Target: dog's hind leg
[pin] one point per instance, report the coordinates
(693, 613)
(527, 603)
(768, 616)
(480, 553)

GIVEN EXERCISE:
Reproduce every line of the records above again, without any changes.

OUTPUT BELOW:
Target: dog's hind leg
[pin] one point per instance, report the coordinates
(693, 613)
(527, 603)
(768, 616)
(480, 553)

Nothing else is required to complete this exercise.